-- Start Extract to read --
The Group of 20 nations pledged to put growth before austerity, seeking to revive a global economy that “remains too weak” and adjusting stimulus policies with care so that recovery is not derailed by volatile financial markets.

Finance ministers and central bankers signed off on a communiqué that acknowledged the benefits of expansive policies in the United States and Japan but highlighted the recession in the euro zone and a slowdown in emerging markets.

“While our policy actions have contributed to contain downside risks, those still remain elevated,” the statement said. “There has been an increase in financial market volatility and a tightening of conditions.

Indications that the US Federal Reserve would scale back its monetary stimulus dominated the two-day talks in Moscow, with emerging markets most concerned by a resulting sell-off in stocks and bonds, and a flight to the dollar.

Hosts Russia said G20 policymakers had soft-pedalled on goals to cut government debt in favour of a focus on growth and how to exit central bank stimulus with a minimum of turmoil.
-- End Extract to read --
(Request) Please decide whether each statement agrees with the G20 report above: (a) the talks in Moscow lasted two days; (b) the communiqué pointed to a recession in the United States; (c) Russia said policymakers had given more weight to cutting government debt. For each, answer yes or no and quote the deciding words of the report.
-- Start Given information --
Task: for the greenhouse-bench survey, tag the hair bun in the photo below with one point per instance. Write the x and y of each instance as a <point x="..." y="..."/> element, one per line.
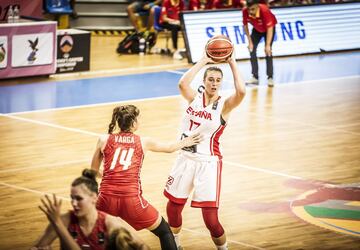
<point x="89" y="173"/>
-- End Given information --
(Problem solution)
(a) Yes: "the two-day talks in Moscow"
(b) No: "acknowledged the benefits of expansive policies in the United States and Japan but highlighted the recession in the euro zone"
(c) No: "had soft-pedalled on goals to cut government debt in favour of a focus on growth"